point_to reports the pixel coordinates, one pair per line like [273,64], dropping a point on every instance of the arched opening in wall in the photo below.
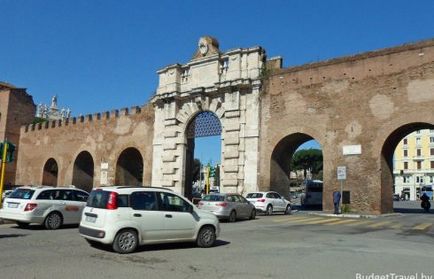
[82,175]
[129,168]
[407,168]
[203,155]
[297,171]
[50,173]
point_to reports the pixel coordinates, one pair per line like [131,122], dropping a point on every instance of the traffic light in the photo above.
[10,152]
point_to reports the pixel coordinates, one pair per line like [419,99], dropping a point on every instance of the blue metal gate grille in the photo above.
[205,124]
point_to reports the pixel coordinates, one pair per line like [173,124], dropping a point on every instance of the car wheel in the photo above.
[125,242]
[206,237]
[253,214]
[232,216]
[23,225]
[53,221]
[288,210]
[269,210]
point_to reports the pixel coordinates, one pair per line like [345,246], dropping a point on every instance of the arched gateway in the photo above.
[356,107]
[226,84]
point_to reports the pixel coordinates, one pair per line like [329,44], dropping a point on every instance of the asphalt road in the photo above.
[279,246]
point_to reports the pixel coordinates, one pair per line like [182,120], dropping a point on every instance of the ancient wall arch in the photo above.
[83,172]
[50,173]
[129,168]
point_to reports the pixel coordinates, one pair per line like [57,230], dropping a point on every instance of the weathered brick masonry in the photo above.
[371,101]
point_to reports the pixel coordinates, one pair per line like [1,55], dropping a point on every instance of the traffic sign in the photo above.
[342,173]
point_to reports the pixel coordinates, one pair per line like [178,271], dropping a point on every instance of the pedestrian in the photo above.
[336,201]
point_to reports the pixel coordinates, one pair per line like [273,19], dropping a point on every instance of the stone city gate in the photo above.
[225,84]
[357,108]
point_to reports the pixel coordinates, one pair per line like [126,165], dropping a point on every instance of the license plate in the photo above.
[90,219]
[13,205]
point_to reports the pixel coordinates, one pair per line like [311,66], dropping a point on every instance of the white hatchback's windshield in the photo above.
[254,195]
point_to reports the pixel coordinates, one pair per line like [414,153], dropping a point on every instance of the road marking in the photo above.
[361,222]
[289,219]
[380,224]
[422,226]
[322,221]
[396,226]
[339,222]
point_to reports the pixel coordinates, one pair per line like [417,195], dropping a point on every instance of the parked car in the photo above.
[6,194]
[126,217]
[228,206]
[269,202]
[50,206]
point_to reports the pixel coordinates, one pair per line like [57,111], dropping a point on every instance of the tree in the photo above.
[307,159]
[196,169]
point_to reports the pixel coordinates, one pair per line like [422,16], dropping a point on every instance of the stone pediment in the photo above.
[207,46]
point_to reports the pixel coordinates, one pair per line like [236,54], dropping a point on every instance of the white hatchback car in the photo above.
[50,206]
[127,217]
[269,202]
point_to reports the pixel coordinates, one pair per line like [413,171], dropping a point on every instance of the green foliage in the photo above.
[345,208]
[306,159]
[196,170]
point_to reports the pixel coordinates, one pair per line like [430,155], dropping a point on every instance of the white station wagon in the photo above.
[50,206]
[126,217]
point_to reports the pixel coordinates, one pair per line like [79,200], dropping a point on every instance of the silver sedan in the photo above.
[228,206]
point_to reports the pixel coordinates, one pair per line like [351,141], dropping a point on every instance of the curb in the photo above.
[344,215]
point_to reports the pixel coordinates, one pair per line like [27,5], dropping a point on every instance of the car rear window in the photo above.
[254,195]
[98,199]
[25,194]
[213,198]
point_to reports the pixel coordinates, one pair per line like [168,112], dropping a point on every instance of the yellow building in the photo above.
[414,163]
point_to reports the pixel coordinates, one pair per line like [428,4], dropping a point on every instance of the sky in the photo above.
[100,55]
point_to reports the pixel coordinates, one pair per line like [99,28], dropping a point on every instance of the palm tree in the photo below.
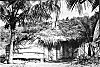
[9,14]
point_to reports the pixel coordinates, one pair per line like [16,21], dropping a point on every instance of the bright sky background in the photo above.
[66,13]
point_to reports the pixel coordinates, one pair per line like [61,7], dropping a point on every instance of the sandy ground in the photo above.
[47,65]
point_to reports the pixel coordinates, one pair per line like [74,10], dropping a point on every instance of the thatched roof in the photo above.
[65,32]
[50,35]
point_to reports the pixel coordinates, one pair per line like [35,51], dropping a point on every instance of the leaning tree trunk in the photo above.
[96,31]
[10,60]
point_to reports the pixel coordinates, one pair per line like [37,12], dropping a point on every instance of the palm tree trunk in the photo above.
[96,31]
[10,60]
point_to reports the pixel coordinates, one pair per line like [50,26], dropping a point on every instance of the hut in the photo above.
[60,42]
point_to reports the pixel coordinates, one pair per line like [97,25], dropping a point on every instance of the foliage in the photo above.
[72,3]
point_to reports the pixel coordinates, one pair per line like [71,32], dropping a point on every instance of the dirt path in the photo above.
[46,65]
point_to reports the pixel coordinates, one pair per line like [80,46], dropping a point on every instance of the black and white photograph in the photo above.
[49,33]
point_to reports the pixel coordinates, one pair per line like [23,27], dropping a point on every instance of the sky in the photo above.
[66,13]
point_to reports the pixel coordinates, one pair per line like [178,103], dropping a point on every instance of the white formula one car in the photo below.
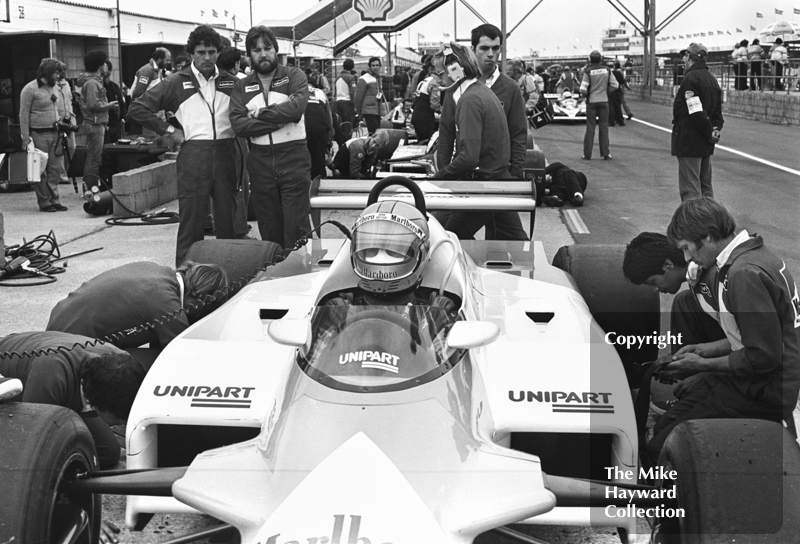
[293,421]
[567,107]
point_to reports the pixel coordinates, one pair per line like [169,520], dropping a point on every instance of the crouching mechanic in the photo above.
[755,373]
[131,303]
[388,252]
[356,158]
[98,382]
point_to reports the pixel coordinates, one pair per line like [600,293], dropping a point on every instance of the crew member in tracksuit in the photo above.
[426,104]
[200,97]
[267,107]
[696,124]
[756,373]
[596,83]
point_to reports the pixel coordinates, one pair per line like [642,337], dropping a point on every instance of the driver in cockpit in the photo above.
[388,252]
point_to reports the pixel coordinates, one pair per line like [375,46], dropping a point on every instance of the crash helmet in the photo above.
[390,247]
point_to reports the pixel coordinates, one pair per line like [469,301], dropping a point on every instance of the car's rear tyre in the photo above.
[42,446]
[738,480]
[618,305]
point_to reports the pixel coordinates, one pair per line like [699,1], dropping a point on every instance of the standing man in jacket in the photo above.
[345,94]
[596,83]
[267,107]
[369,95]
[95,107]
[487,40]
[482,146]
[40,108]
[755,371]
[200,97]
[696,124]
[152,73]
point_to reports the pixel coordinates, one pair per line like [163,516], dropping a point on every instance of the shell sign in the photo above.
[373,10]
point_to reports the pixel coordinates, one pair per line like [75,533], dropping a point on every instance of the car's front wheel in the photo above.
[42,446]
[737,480]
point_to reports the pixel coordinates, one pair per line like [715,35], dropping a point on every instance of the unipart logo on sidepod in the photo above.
[335,537]
[206,396]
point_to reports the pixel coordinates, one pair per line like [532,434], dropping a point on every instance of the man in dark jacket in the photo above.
[141,302]
[98,382]
[267,107]
[200,98]
[755,371]
[696,124]
[596,82]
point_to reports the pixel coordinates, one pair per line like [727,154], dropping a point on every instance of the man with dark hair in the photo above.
[345,94]
[696,124]
[141,302]
[95,107]
[40,108]
[482,145]
[200,98]
[755,371]
[487,41]
[596,82]
[98,382]
[115,116]
[369,95]
[152,73]
[267,107]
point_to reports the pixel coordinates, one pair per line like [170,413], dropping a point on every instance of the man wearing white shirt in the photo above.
[200,97]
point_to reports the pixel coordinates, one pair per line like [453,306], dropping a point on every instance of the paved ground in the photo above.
[755,174]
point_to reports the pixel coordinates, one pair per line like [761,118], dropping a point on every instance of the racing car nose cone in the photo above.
[356,490]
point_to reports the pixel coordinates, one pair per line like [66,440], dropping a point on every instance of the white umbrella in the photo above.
[780,29]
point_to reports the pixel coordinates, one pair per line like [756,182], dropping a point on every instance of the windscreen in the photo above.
[378,348]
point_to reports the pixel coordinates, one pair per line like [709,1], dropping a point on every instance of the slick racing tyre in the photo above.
[738,480]
[42,446]
[617,305]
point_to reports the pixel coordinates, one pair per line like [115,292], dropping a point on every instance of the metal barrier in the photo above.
[727,75]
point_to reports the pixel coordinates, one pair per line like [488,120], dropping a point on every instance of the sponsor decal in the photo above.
[373,10]
[337,532]
[371,359]
[206,396]
[567,401]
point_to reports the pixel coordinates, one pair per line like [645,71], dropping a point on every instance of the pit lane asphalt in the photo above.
[635,191]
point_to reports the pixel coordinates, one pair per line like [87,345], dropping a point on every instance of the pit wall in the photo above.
[772,107]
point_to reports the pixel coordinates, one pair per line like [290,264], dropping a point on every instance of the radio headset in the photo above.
[208,299]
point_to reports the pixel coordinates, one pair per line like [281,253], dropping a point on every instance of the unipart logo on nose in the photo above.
[335,537]
[372,359]
[206,396]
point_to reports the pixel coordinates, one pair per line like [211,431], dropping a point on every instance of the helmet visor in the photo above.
[385,250]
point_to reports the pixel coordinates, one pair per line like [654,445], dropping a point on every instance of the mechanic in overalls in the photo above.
[755,371]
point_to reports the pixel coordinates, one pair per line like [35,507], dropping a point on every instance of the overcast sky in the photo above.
[552,28]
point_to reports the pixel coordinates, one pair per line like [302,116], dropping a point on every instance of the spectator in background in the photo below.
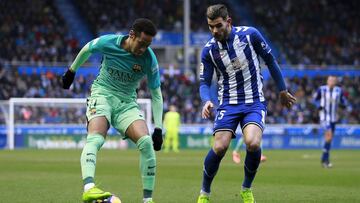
[327,99]
[172,125]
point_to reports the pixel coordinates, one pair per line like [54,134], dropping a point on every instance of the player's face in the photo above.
[140,43]
[331,82]
[219,28]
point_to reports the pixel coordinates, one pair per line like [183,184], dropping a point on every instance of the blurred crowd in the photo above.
[33,31]
[166,14]
[178,89]
[325,32]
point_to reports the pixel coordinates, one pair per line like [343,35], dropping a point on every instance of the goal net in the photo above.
[55,123]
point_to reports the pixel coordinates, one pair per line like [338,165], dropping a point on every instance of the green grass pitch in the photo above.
[51,176]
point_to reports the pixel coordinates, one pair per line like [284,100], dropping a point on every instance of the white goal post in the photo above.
[13,102]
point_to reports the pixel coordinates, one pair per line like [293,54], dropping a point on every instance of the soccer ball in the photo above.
[111,199]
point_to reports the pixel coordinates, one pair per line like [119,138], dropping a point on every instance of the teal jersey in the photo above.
[121,71]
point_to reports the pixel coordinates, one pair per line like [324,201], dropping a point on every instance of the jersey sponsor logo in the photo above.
[122,76]
[137,68]
[201,71]
[264,45]
[155,69]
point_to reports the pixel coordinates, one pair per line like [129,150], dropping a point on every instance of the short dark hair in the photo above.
[217,10]
[144,25]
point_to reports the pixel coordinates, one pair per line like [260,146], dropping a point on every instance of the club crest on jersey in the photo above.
[93,111]
[137,68]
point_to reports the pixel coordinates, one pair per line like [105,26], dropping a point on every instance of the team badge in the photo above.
[93,111]
[136,68]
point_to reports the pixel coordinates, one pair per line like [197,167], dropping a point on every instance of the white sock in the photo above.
[88,186]
[145,200]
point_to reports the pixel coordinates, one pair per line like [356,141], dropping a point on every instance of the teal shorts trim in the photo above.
[120,114]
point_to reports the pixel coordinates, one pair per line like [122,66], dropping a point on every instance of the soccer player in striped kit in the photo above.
[327,98]
[234,53]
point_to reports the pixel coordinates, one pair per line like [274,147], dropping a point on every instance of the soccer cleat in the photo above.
[247,196]
[236,157]
[263,158]
[149,201]
[203,199]
[95,194]
[326,165]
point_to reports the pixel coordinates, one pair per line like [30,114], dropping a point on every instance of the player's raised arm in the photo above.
[156,101]
[206,73]
[69,75]
[263,49]
[95,45]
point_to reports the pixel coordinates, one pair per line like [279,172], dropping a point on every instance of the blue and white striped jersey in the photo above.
[237,65]
[328,100]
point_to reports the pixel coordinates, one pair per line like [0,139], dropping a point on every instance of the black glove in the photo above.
[68,78]
[157,139]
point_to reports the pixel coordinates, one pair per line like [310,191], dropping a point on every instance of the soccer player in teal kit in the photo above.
[126,60]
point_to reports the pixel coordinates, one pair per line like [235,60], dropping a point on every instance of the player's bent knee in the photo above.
[97,139]
[220,149]
[145,144]
[253,146]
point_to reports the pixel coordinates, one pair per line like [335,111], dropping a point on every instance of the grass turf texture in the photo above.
[288,176]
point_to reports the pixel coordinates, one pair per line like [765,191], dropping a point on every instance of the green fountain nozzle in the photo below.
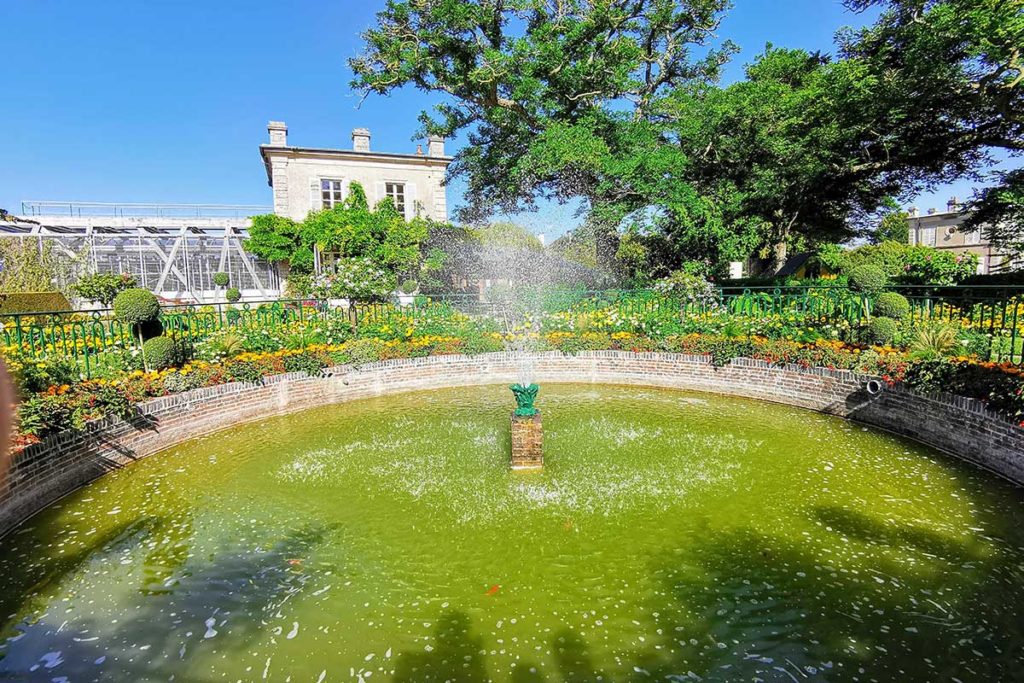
[524,397]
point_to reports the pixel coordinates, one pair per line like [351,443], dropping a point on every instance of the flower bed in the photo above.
[72,404]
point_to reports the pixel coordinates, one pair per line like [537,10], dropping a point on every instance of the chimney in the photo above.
[435,145]
[279,133]
[360,139]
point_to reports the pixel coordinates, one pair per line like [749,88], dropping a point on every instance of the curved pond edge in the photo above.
[46,471]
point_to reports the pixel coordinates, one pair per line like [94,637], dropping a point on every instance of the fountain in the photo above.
[527,432]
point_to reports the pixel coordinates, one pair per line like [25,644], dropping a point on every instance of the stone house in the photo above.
[940,229]
[307,179]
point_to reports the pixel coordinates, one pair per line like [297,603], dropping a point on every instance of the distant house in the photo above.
[307,179]
[941,229]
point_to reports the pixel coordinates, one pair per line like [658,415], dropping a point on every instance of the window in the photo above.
[331,194]
[396,190]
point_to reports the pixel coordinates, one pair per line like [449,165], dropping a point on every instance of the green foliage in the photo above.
[931,342]
[274,239]
[691,290]
[304,363]
[903,263]
[351,229]
[867,279]
[298,285]
[363,351]
[33,302]
[894,226]
[891,304]
[881,330]
[228,345]
[161,352]
[136,306]
[244,371]
[32,378]
[966,55]
[354,279]
[102,287]
[27,265]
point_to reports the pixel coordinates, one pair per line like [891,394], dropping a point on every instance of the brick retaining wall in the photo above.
[47,471]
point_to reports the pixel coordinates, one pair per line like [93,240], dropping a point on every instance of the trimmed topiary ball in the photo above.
[160,352]
[881,330]
[891,304]
[136,306]
[868,279]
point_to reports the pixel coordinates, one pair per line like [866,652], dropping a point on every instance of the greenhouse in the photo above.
[173,250]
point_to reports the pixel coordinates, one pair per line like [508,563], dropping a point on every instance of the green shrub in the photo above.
[244,371]
[136,306]
[867,279]
[103,287]
[298,285]
[891,304]
[361,351]
[476,344]
[176,382]
[931,342]
[881,330]
[304,363]
[160,352]
[33,302]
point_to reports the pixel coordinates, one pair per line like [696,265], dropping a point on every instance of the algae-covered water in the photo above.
[672,537]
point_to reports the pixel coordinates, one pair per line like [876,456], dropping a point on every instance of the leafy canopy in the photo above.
[351,229]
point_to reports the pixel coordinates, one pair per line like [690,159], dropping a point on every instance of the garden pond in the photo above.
[671,536]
________________________
→ **Objective**
From the line holding "like [449,165], dropping" through the last line above, reproduce each line exactly and add nothing.

→ **Solution to this problem**
point_to reports the pixel coordinates, one pair per line like [449,165], dropping a point on every instance of the green foliage in the photo above.
[931,342]
[274,239]
[691,290]
[304,363]
[903,263]
[351,229]
[867,279]
[298,285]
[363,351]
[33,302]
[894,226]
[891,304]
[881,330]
[228,345]
[161,352]
[136,306]
[244,371]
[32,378]
[966,55]
[354,279]
[102,287]
[27,265]
point_to reports the pixel coordinates, one pair per line like [891,394], dropping a point on every instance of the brick retaining wall in the photo above.
[47,471]
point_to reports the pixel coordinates, one pair per line like [93,240], dropping a point on every instance of the trimmed topiary ball in the photo above.
[160,352]
[881,330]
[891,304]
[136,306]
[868,279]
point_to reports the pixel coordinates, one pair per line like [866,652], dropping a point on every instance of the greenhouse in the photo above.
[173,250]
point_to reports the pixel coordinates, one pair per line like [508,563], dropping a point on every instance of the green shrub in the photo above.
[244,371]
[136,306]
[867,279]
[103,287]
[298,285]
[891,304]
[361,351]
[476,344]
[176,382]
[931,342]
[881,330]
[304,363]
[160,352]
[33,302]
point_to reports the pixel coordinates, one pair per line like [696,265], dropping a point on every instance of the algae-covered water in the photo above.
[672,537]
point_to reports the pixel coordinates, one pair per line like [876,456], dropping a point on every instance of the leafy canopy in the photo above.
[351,229]
point_to reports the pixel coordinates, one pair per line like [690,159], dropping a point on every instance of the garden pond in the photo above.
[671,536]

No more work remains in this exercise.